• [WORK ORDER]: Each line from the one holding "Look at the photo above. For every instance of the cumulus" to the end of the data below must be output verbatim, with no other lines.

** Opening RECORDS SHOWN block **

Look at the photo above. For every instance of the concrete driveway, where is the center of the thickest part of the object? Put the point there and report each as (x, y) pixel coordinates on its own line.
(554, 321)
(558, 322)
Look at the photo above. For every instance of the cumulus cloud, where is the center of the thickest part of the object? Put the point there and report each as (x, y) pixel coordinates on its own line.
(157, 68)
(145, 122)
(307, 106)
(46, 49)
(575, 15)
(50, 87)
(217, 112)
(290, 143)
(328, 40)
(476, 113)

** Closing RECORDS SHOWN block **

• [FINISHED EXERCISE]:
Look at the photo above. For every instance of the cumulus cloud, where is the center of the thickest part of the object? Put the point there and report each as (x, y) pixel coordinates on its own line.
(157, 68)
(145, 122)
(307, 106)
(46, 49)
(575, 15)
(50, 87)
(217, 112)
(290, 143)
(328, 40)
(476, 113)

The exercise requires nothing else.